§ **WHAT YOU SHOULD DO**
Copy the lines from the start of the file through the line containing "column 312, row 349", changing "gray carpet" to "gray rug" and keeping everything else the same.

Part of a data file
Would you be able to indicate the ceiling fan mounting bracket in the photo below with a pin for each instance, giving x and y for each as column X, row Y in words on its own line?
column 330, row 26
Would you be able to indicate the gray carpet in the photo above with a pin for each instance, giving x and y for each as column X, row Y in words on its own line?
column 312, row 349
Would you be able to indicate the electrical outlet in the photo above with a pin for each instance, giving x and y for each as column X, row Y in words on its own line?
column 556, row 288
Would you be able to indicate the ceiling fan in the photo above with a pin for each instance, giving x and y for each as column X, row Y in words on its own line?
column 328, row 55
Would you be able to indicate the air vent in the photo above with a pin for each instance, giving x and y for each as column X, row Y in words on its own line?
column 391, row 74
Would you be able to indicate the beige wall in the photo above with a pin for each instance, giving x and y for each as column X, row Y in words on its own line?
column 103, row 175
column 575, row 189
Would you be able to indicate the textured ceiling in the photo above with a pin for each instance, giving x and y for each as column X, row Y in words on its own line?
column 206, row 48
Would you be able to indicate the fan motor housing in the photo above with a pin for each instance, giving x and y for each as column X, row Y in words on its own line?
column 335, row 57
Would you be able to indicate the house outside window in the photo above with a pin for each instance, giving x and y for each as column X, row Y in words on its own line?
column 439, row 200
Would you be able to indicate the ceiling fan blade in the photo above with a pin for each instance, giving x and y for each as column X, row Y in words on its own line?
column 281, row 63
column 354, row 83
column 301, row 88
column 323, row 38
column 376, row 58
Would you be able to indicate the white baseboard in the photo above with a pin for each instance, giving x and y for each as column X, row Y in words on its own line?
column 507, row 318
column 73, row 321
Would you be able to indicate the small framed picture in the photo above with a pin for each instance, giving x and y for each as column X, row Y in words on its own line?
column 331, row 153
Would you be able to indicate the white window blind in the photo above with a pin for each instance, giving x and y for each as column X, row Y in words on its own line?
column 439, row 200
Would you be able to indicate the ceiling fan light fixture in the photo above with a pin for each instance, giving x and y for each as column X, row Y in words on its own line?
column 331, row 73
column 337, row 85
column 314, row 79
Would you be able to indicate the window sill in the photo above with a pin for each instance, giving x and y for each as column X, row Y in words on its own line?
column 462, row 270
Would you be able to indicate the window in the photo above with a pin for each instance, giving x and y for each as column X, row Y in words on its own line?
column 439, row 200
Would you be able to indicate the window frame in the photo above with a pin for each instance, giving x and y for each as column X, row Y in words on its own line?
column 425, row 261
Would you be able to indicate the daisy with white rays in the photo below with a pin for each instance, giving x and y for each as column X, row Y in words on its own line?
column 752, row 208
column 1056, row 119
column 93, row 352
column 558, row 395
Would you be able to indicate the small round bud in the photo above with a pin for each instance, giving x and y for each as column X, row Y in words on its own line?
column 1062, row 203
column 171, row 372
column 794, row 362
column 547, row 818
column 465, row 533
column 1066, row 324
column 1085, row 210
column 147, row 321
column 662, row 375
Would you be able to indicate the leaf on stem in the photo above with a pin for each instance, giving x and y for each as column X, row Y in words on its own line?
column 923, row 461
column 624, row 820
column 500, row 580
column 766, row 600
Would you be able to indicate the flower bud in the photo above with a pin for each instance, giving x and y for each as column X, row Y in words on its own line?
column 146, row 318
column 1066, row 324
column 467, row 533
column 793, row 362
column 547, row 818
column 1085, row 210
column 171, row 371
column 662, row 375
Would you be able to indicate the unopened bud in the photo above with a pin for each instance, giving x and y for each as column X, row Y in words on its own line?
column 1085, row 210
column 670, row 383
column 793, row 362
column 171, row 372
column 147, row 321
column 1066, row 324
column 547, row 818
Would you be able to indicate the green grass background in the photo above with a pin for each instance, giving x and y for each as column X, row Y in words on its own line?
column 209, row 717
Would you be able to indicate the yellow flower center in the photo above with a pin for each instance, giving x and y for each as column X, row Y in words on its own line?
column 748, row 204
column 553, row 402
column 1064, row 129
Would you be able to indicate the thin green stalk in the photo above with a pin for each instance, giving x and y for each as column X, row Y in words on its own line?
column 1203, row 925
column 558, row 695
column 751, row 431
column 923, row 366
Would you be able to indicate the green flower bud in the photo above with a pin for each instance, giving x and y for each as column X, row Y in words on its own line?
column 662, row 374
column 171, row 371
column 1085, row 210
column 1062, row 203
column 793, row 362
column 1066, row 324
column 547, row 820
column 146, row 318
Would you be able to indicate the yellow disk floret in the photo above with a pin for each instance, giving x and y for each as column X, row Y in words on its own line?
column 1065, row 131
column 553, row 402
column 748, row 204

§ **RESULT**
Would you be able to indicate the ceiling fan mounting bracket in the photo below with a pin for each instance, giving x and y for each as column X, row Y in words on its own line?
column 330, row 26
Would you be able to indicate the gray rug in the photo above with a pin for each instance, giving x and y for each as column X, row Y in words on its own line?
column 312, row 349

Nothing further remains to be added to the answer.